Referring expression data
»»
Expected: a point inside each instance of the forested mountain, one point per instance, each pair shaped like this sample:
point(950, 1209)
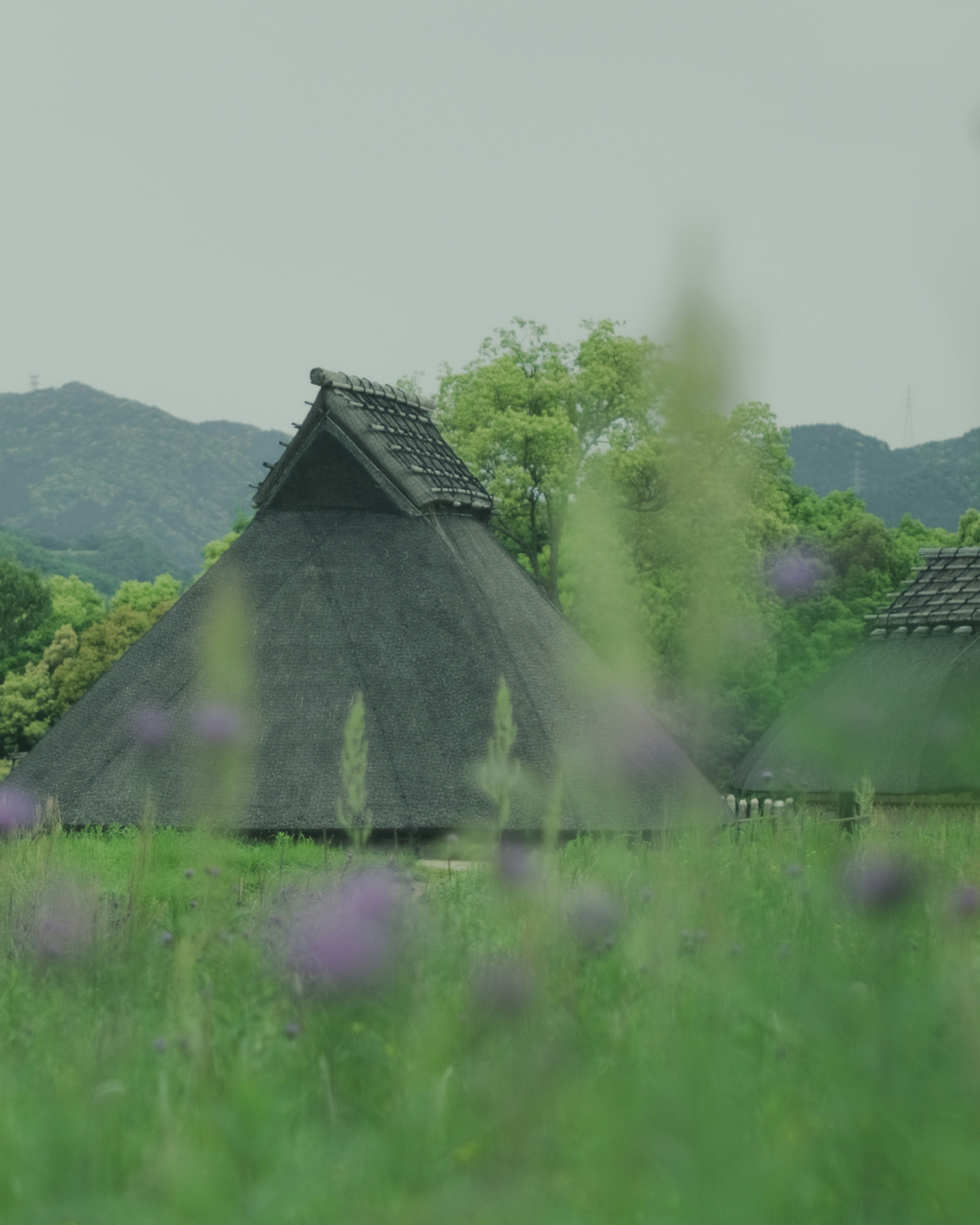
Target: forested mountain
point(112, 489)
point(934, 482)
««
**AIM OF THE TASK**
Repeat the entries verbatim; no pictures.

**RESPONSE TO THIS TASK**
Expected: a point inside each instance of the forested mountain, one point per instance, each pair shaped like this sample:
point(950, 1209)
Target: forested mountain
point(112, 489)
point(934, 482)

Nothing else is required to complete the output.